**Estratto**.
· · ·
Andreas Rett
La Sindrome di Rett (RTT) è un raro disturbo del neurosviluppo. È stata scoperta per la prima volta nel 1965, dal medico austriaco Andreas Rett, il quale a seguito di un’osservazione casuale, si rese conto che due bambine mostravano movimenti stereotipati delle mani molto simili tra di loro. Il pediatra dopo aver osservato queste due bambine, attenzionò ulteriori casi similari, pubblicando nel 1966, un articolo all’interno del quale delineava il profilo delle due pazienti. Tuttavia i suoi studi vennero ignorati per un lungo periodo di tempo.
Per quanto rappresentino una rarità, sono stati ulteriormente evidenziati casi di insorgenza di tale sindrome anche nel genere maschile (Occhipinti et al., 2000). Per quanto concerne le modalità di insorgenza della RTT e le caratteristiche sintomatologiche, dopo un periodo di sviluppo prenatale e perinatale apparentemente tipico, tra i 6 e i 18 mesi di vita iniziano a manifestarsi sintomi similari a quelli che rientrano nella categoria diagnostica dei disturbi dello spettro autistico (ASD).
L’impronta autistic-like nella RTT è stata nel passato annoverata anche nel DSM IV-R come disordine psichiatrico all’interno dei Disturbi Pervasivi dello Sviluppo (American Psychiatric Association (APA) (2000), DSM IV-TR). Nella nuova edizione del nuovo DSM V la RTT è stata rimossa dal manuale dei disturbi psichiatrici.
Per quanto concerne l’eziologia della RTT, dopo il 1999 è stata identificata una mutazione nel gene MeCP2 (Ethel CpG-binding protein 2) localizzato nel cromosoma X. Ad oggi, sono state ulteriormente identificati altri due geni responsabili della sindrome, il CDKLL5 E FOXG11. Inoltre, studi recenti hanno indivuato una relazioe genotipo-fenotipo, ovvero le caratteristiche cliniche della RTT cambiano in funzione della mutazione genetica (Fabio et al., 2014; Fabio, Caprì, Lotan, Towey, & Martino, 2018).
Nella maggior parte dei casi la diagnosi viene confermata da esami di genetica molecolare, evitando così di formulare una diagnosi errata di autismo come accadeva frequentemente in passato. La RTT è caratterizzata da un’ampia eterogeneità di forme oltre alle tipiche:
caratterizzata da un decorso clinico più favorevole in cui le bambine recuperano la capacità di esprimersi con frasi brevi e, parzialmente, l’uso delle mani;
caratterizzata da crisi convulsive che si manifestano prima del periodo di regressione
in cui i segni clinici caratteristici sono più sfumati
in cui il ritardo psicomotorio è evidente sin dai primi mesi di vita
di rarissima osservazione
I quattro stadi clinici della sindrome di Rett
Fase 1
tra i 6 e i 18 mesi. Durata: mesi
Rallentamento e stagnazione dello sviluppo psicomotorio fino a quel momento normale. Compare disattenzione verso l’ambiente circostante e verso il gioco. Sebbene le mani siano ancora usate in maniera funzionale, irrompono i primi sporadici stereotipi. Rallenta la crescita della circonferenza cranica.
· · ·
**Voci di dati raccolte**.
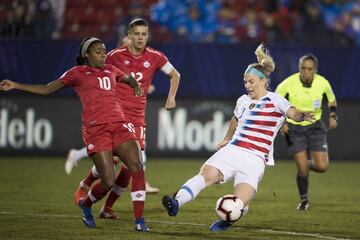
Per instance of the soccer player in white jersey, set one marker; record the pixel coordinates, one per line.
(248, 143)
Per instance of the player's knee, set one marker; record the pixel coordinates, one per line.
(108, 182)
(321, 167)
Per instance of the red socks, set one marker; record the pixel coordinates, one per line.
(138, 193)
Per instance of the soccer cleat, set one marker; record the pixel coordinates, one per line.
(140, 225)
(171, 205)
(150, 189)
(70, 161)
(220, 225)
(303, 205)
(107, 213)
(81, 192)
(88, 218)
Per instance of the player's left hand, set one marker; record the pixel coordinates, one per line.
(138, 91)
(309, 116)
(170, 103)
(332, 123)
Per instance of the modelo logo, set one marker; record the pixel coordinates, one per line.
(178, 133)
(18, 133)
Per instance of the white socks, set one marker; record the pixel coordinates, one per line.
(190, 189)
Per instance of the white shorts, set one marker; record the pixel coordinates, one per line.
(238, 164)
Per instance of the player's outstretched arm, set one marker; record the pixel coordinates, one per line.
(300, 116)
(174, 84)
(7, 85)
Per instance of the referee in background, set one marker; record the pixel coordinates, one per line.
(306, 91)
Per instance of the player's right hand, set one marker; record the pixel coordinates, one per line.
(138, 91)
(222, 144)
(284, 129)
(6, 85)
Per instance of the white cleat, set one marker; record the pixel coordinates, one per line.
(70, 161)
(151, 190)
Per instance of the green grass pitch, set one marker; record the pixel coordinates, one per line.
(36, 202)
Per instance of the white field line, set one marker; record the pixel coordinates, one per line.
(313, 235)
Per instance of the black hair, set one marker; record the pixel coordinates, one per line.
(80, 60)
(309, 56)
(137, 22)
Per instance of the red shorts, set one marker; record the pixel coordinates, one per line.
(140, 131)
(107, 136)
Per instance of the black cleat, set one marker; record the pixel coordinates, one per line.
(303, 205)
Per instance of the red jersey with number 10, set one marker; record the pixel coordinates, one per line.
(96, 90)
(142, 67)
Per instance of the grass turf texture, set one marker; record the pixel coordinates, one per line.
(36, 202)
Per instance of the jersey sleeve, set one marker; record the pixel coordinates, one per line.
(109, 59)
(282, 104)
(162, 60)
(282, 88)
(328, 91)
(119, 75)
(69, 78)
(239, 106)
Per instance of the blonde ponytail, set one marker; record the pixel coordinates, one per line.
(264, 59)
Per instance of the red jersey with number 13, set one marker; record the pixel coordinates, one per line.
(96, 90)
(142, 67)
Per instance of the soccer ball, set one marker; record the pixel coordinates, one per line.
(229, 208)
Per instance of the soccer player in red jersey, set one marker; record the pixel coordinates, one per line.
(140, 61)
(105, 128)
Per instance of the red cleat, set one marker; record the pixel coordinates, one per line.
(81, 193)
(107, 213)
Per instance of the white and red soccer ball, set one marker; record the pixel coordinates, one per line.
(229, 208)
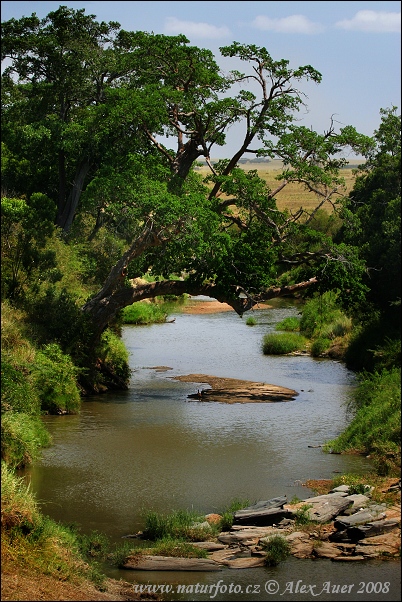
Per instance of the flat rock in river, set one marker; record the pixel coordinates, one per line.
(233, 390)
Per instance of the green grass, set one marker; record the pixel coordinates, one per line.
(290, 324)
(179, 524)
(277, 548)
(375, 427)
(281, 344)
(251, 321)
(143, 312)
(319, 346)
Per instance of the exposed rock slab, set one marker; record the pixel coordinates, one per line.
(324, 508)
(169, 563)
(233, 390)
(246, 563)
(266, 512)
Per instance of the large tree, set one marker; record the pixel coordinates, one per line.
(94, 105)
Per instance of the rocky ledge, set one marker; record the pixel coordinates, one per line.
(343, 527)
(233, 390)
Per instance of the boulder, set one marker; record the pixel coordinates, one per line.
(266, 512)
(360, 517)
(246, 563)
(144, 562)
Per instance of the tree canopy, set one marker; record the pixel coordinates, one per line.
(109, 125)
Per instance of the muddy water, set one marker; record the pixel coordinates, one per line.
(152, 448)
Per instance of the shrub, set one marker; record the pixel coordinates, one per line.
(227, 514)
(290, 324)
(375, 427)
(56, 380)
(278, 549)
(251, 321)
(280, 344)
(319, 346)
(22, 436)
(143, 312)
(114, 353)
(302, 515)
(17, 504)
(318, 312)
(180, 524)
(17, 392)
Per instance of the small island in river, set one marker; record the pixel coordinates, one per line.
(233, 390)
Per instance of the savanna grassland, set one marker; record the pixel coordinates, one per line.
(293, 196)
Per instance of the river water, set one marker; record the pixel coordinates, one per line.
(151, 447)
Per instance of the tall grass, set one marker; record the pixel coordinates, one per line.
(179, 524)
(375, 426)
(143, 312)
(281, 344)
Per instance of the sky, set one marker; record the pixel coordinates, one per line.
(356, 46)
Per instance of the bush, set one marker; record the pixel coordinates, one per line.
(143, 312)
(278, 549)
(22, 436)
(180, 524)
(319, 346)
(290, 324)
(56, 380)
(115, 355)
(17, 504)
(280, 344)
(318, 312)
(17, 392)
(251, 321)
(227, 514)
(375, 428)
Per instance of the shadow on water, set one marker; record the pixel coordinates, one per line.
(152, 448)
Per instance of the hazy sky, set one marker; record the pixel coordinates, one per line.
(355, 45)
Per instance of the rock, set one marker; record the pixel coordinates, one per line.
(213, 519)
(359, 501)
(341, 488)
(140, 562)
(372, 529)
(249, 534)
(359, 518)
(209, 545)
(246, 563)
(327, 550)
(348, 558)
(266, 512)
(223, 556)
(388, 544)
(324, 508)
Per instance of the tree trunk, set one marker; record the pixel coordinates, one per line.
(66, 215)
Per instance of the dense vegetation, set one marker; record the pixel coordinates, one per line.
(98, 214)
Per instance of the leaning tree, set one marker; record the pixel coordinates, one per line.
(94, 111)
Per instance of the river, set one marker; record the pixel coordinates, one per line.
(152, 448)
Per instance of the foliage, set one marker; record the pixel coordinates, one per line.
(56, 379)
(22, 436)
(280, 344)
(372, 217)
(318, 313)
(25, 227)
(182, 524)
(278, 549)
(251, 321)
(320, 346)
(291, 324)
(36, 542)
(302, 515)
(375, 426)
(227, 513)
(144, 313)
(114, 354)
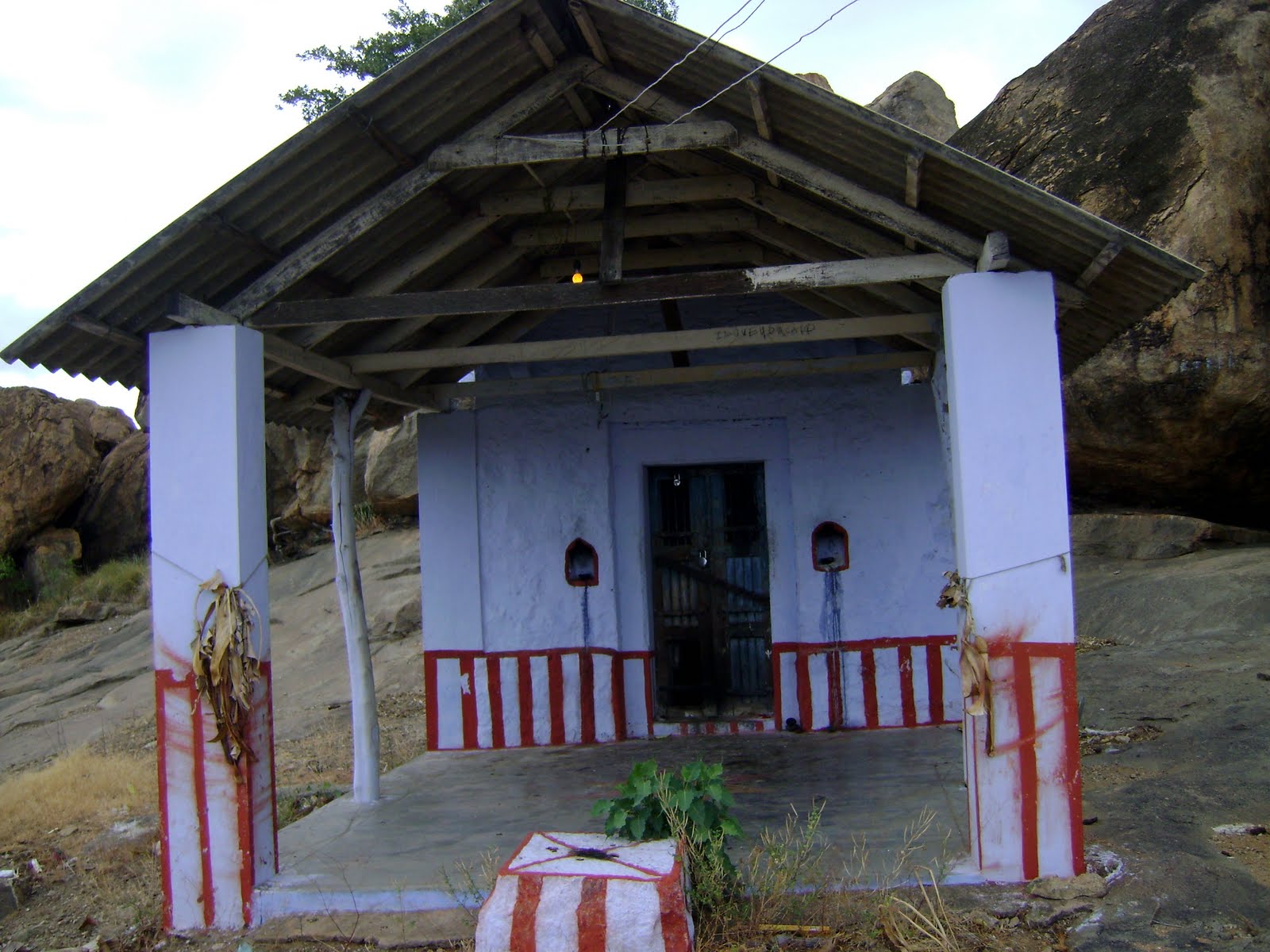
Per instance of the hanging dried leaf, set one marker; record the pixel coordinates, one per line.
(226, 664)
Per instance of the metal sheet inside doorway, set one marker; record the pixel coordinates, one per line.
(711, 619)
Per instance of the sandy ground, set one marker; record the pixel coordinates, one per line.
(1175, 695)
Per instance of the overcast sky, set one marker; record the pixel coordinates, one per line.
(117, 116)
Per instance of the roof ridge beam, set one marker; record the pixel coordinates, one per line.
(360, 220)
(497, 152)
(749, 281)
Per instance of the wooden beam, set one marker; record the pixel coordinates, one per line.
(587, 27)
(637, 226)
(775, 278)
(360, 220)
(732, 253)
(187, 310)
(639, 194)
(613, 232)
(914, 186)
(762, 117)
(544, 52)
(89, 325)
(651, 343)
(673, 321)
(497, 152)
(791, 167)
(446, 393)
(1099, 264)
(995, 255)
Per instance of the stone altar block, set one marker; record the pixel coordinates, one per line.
(588, 892)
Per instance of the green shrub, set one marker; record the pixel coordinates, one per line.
(691, 806)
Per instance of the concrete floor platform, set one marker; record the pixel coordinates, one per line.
(454, 808)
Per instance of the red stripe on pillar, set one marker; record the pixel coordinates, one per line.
(1028, 781)
(587, 689)
(525, 681)
(907, 706)
(675, 924)
(429, 701)
(495, 678)
(162, 743)
(1072, 759)
(648, 695)
(776, 685)
(205, 848)
(592, 923)
(935, 682)
(556, 697)
(247, 835)
(468, 701)
(833, 666)
(525, 913)
(869, 676)
(803, 677)
(267, 672)
(619, 697)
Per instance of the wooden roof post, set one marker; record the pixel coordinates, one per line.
(352, 606)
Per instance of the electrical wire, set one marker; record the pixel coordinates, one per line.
(733, 86)
(676, 65)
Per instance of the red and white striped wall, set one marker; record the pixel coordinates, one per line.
(537, 698)
(870, 683)
(1026, 780)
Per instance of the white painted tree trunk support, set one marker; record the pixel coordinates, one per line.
(352, 606)
(207, 514)
(1005, 428)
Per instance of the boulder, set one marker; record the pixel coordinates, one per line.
(114, 517)
(393, 470)
(920, 103)
(1153, 535)
(110, 425)
(1156, 114)
(50, 459)
(50, 560)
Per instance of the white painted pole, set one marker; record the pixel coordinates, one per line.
(352, 607)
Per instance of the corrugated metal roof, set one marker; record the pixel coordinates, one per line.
(387, 131)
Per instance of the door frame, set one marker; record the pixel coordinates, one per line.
(635, 447)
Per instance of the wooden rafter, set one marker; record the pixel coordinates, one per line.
(364, 217)
(187, 310)
(776, 278)
(733, 253)
(639, 194)
(495, 152)
(444, 395)
(637, 226)
(649, 343)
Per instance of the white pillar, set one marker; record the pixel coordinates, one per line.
(1013, 547)
(207, 514)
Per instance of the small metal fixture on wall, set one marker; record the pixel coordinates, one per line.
(581, 564)
(829, 549)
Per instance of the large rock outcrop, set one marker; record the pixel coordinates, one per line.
(114, 518)
(1156, 116)
(50, 455)
(920, 103)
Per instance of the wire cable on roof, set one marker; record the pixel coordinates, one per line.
(733, 86)
(675, 65)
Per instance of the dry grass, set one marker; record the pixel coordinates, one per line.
(82, 789)
(125, 581)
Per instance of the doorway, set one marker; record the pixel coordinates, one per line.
(711, 615)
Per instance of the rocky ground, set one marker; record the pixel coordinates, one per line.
(1175, 696)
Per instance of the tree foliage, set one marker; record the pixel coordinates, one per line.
(408, 31)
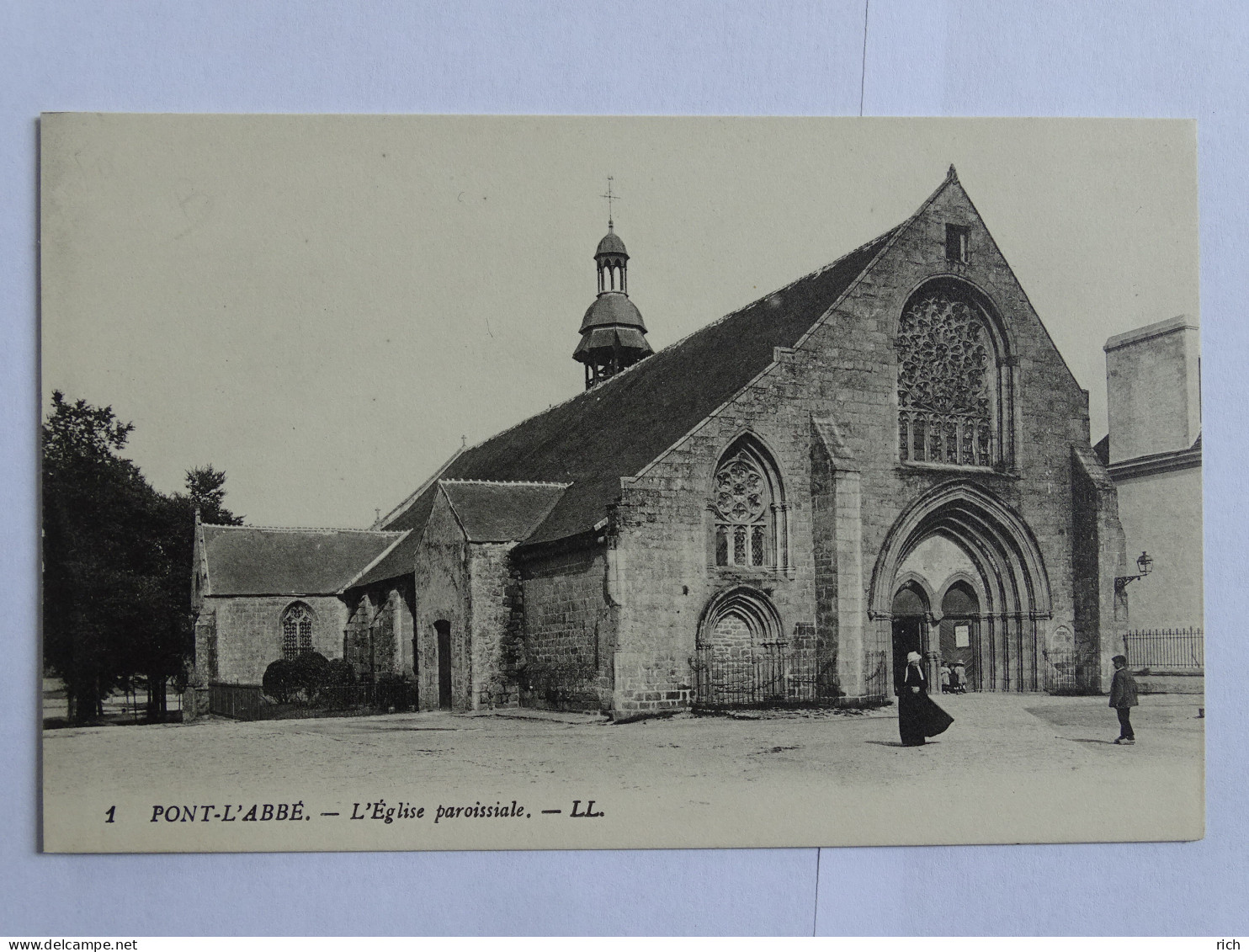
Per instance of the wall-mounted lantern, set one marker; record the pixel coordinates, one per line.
(1145, 566)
· · ·
**Consegne**.
- A) Secondo l'estratto, in quale anno Andreas Rett pubblicò l'articolo in cui delineava il profilo delle due pazienti?
- B) Elenca tutti i geni che l'estratto indica come responsabili della sindrome di Rett.
- C) In base all'estratto, perché nella maggior parte dei casi la diagnosi viene confermata con esami di genetica molecolare?

**Risposte**.
- A) Nel 1966.

- B) MeCP2, CDKLL5 e FOXG11.

- C) In questo modo si evita di formulare una diagnosi errata di autismo, cosa che in passato accadeva frequentemente.